Décodage. Un canular dénonce l’imposture d’une star de la sociologie française. Il pose des questions gênantes sur le fonctionnement des universités et les dérives de la recherche.

C’est l’histoire d’un canular hénaurme et c’est aussi une fable. Elle rappelle la scène finale du Malade imaginaire, celle où Argan, d’ignare bourgeois hypocondriaque, se transforme en médecin par la grâce d’une cérémonie bouffonne où il ânonne des latineries bidon mais tellement impressionnantes.

Sous le jargon, le roi universitaire est nu. Dans le rôle du roi: Michel Maffesoli, professeur de sociologie à la Sorbonne et à l’Université Paris-Descartes jusqu’à sa retraite en 2012, directeur de la revue Sociétés, très médiatique avocat du «paradigme de la postmodernité».

Et maître à penser d’une escouade de tendanceurs-marketeurs qui vendent cher leurs conseils à de grandes sociétés comme L’Oréal, TF1 ou Lancôme. Ça tombe bien: la postmodernité étant essentiellement «dionysiaque», la dépense est son fluide vital.

Dans le rôle des innocents qui osent dire que le roi est nu: deux de ses ex-élèves, Arnaud Saint-Martin et Manuel Quinon. Le premier est chercheur au CNRS, le second termine une thèse sur Gilbert Durand, maître à penser de Maffesoli. Leur exploit: la parution, en février de cette année dans la revue Sociétés, d’une parodie d’article de style maffesolien flamboyant, signé par un certain Jean-Pierre Tremblay, pseudonyme inventé par les deux lascars.

Le Québécois imaginaire s’y livre à un délire faustien sur la «révolution techno-symbolique» annoncée par l’Autolib’, cette voiture électrique en libre-service en région parisienne depuis 2011.

Tout animé de «libido mobilis», l’épatant Tremblay y célèbre «l’invagination du sens» marquée par la victoire de l’Autolib’ sur «la voiture-trophée petite-bourgeoise, garée/garante névrotique des identités de classe»: le fil reliant la voiture à la borne de rechargement n’évoque-t-il pas «le cordon ombilical qui relie la mère à l’enfant»?

Le zélé doctorant met en lumière comment, à travers ce véhicule électrique dont «l’existence précède l’essence», «le proxémique et l’esthétique (aisthêtis, sentir en commun: cum-sensualis) sont (…) facteurs d’une reliance festive et dionysiaque».

Il note encore, avec une gaieté digne de Marie-Antoinette, que «tout le monde s’est laissé séduire», y compris les SDF, «qui sont, volens nolens, les personnes les plus mobiles de la ville». Il n’en élude pas moins les questions graves telles que celle-ci: «Et si, finalement, l’Autolib’ incarnait cette «part maudite» de l’homme contemporain?

Qui consume, dépense, use, jouit, dans une oxymorique éthique de l’éphémère, qui n’est autre que celle de «l’instant éternel»? Illustrative de ce questionnement, une photo de fiente de pigeon écrasée sur un pare-brise avec cette légende: «Pare-brise, part maudite?»
- - - - -
- [Travail demandé]
• 1. Dans le texte sur le canular, sous quel pseudonyme la parodie d'article parue dans la revue Sociétés est-elle signée ?
• 2. Reprenez le texte sur le canular universitaire à la suite de sa dernière phrase et poursuivez-le.

- [Entrées de données]
- - - - -
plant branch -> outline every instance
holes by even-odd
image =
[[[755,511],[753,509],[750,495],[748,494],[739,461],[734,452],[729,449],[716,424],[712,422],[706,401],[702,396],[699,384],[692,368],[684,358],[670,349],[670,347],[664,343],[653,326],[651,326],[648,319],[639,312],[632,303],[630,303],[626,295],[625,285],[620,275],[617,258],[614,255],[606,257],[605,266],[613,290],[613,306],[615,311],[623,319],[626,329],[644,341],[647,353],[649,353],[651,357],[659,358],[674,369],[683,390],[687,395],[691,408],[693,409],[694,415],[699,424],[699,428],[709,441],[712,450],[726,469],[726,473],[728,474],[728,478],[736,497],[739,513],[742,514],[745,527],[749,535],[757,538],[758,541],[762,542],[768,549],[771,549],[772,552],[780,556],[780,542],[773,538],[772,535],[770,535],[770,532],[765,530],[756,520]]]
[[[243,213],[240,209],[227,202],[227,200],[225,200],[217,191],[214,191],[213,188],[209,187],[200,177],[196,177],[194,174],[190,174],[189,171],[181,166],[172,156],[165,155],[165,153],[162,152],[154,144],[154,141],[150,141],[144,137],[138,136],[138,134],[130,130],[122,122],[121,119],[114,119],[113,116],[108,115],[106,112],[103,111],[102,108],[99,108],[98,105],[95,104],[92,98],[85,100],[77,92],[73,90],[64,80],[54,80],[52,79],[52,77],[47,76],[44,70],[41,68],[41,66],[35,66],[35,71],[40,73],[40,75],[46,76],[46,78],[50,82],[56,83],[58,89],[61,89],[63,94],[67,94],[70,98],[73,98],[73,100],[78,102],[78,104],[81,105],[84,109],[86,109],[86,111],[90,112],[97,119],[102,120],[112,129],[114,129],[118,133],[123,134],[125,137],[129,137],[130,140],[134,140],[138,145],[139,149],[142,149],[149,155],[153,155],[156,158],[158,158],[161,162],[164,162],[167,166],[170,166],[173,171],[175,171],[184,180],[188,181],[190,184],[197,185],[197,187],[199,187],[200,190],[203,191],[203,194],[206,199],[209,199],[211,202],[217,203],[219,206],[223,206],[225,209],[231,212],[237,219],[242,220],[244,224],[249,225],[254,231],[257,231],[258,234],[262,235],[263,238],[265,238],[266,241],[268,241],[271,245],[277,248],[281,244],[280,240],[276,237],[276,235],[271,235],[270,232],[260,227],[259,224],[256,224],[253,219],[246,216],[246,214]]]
- - - - -
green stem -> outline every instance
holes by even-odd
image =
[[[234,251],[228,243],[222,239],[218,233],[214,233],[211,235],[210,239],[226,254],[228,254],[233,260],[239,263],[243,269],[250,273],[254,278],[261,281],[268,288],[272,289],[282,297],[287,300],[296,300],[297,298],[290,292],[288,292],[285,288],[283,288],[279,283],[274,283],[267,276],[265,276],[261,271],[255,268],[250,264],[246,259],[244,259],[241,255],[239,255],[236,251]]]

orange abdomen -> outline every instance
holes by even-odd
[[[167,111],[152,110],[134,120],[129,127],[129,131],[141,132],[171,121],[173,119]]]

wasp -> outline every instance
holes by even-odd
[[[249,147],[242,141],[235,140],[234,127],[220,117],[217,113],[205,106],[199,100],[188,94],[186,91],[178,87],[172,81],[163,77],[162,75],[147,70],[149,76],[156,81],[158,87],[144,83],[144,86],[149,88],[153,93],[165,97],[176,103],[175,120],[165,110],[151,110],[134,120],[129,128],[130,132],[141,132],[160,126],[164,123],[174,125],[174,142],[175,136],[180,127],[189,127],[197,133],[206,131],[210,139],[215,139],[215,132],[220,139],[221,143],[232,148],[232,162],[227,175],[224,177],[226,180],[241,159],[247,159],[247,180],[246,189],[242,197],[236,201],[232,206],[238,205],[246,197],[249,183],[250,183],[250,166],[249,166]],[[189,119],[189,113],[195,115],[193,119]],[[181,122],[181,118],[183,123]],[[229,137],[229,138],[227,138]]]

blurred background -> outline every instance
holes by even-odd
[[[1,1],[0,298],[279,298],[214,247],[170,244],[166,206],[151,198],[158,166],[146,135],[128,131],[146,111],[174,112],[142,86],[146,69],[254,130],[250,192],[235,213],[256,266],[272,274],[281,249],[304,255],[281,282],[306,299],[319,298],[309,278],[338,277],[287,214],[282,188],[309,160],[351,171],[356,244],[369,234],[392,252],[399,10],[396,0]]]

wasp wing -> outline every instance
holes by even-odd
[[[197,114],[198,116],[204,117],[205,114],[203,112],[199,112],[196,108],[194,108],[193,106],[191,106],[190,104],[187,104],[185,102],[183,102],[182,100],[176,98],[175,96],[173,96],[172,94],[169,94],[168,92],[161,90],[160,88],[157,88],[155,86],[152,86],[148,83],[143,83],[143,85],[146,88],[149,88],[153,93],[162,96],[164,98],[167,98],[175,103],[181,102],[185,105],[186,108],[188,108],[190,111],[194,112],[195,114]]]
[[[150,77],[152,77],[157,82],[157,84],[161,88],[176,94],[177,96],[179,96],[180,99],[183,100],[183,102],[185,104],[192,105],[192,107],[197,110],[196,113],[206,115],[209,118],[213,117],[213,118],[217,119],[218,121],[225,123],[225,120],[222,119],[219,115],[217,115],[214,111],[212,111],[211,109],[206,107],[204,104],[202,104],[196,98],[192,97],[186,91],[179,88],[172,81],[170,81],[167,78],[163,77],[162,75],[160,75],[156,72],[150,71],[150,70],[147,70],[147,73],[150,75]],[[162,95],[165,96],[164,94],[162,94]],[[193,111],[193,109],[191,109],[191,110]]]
- - - - -
- [Liste des réponses]
• 1. Jean-Pierre Tremblay.

• 2.
Maffesolisme, mode d’emploi

En un mot, les deux farceurs s’en sont donné à cœur joie pour pondre en huit jours une pseudo-«analyse scientifique», basée sur une enquête imaginaire, en se retenant de «rire aux larmes». «Nous nous sommes fait un devoir de ne pas mettre les pieds dans une Autolib’», raconte Arnaud Saint-Martin.

Ils se sont bien gardés, aussi, de fournir le début d’une précision sur les modalités d’une enquête qui se résume à quelques impressions extasiées, plus proches de la pub que de l’article de sciences sociales. Qu’importe: le comité de lecture de la revue n’a rien eu à redire à ce manque total d’étayage scientifique.

Il n’a même pas «googlisé» Jean-Pierre Tremblay pour vérifier son appartenance à l’Université de Laval. L’article est passé comme une lettre à la poste. Et l’hilarité des deux chercheurs s’est muée en inquiétude: «Ils prennent vraiment n’importe quoi?»

Quelques jours après la parution de l’article, Manuel Quinon et Arnaud Saint-Martin dévoilaient la supercherie, provoquant la démission de Michel Maffesoli de la direction de la revue. Le numéro 4, qui devait sortir en avril, n’a toujours pas paru.

Le sociologue confondu a d’abord accusé les faussaires d’être instrumentalisés par ses ennemis, il a ensuite expliqué par un dysfonctionnement exceptionnel du processus de relecture la publication de l’article bidon. Avant de se contredire en déclarant, en substance, à la revue Technikart: cet article était très bon, j’aurais pu l’écrire moi-même.

Depuis l’éclatement du scandale, les deux faussaires se distinguent par la rigueur monacale de leur attitude: très peu d’interviews, mais une série d’articles approfondis (sur le blog scientifique Zilsel) pour expliquer le sens de leur démarche.

«Nous voulons éviter de créer du bruit et de donner des arguments aux ennemis de la sociologie et des sciences humaines en général, explique au téléphone Arnaud Saint-Martin. La sociologie est une affaire sérieuse, le «maffesolisme» la ridiculise, et c’est justement pourquoi nous avons entrepris de démonter, de l’intérieur, les ressorts de cette fumisterie.»

Le «maffesolisme»? Au-delà de Michel Maffesoli lui-même, «une certaine sociologie interprétative/postmoderne», mandarinale, arrogante, à la limite de la «junk science». Mais aussi «une réalité institutionnelle» qui a permis à ce courant (d’air) de s’installer à l’université et d’y prospérer. Les disciples du professeur retraité sont encore bien présents, à Paris et à Montpellier notamment, et jusqu’au Brésil.

Car en découvrant les ressorts de cette fable universitaire, l’observateur naïf (doublé d’un contribuable) ne peut que se poser la question: comment un tel mystificateur a-t-il pu rester en place aussi longtemps?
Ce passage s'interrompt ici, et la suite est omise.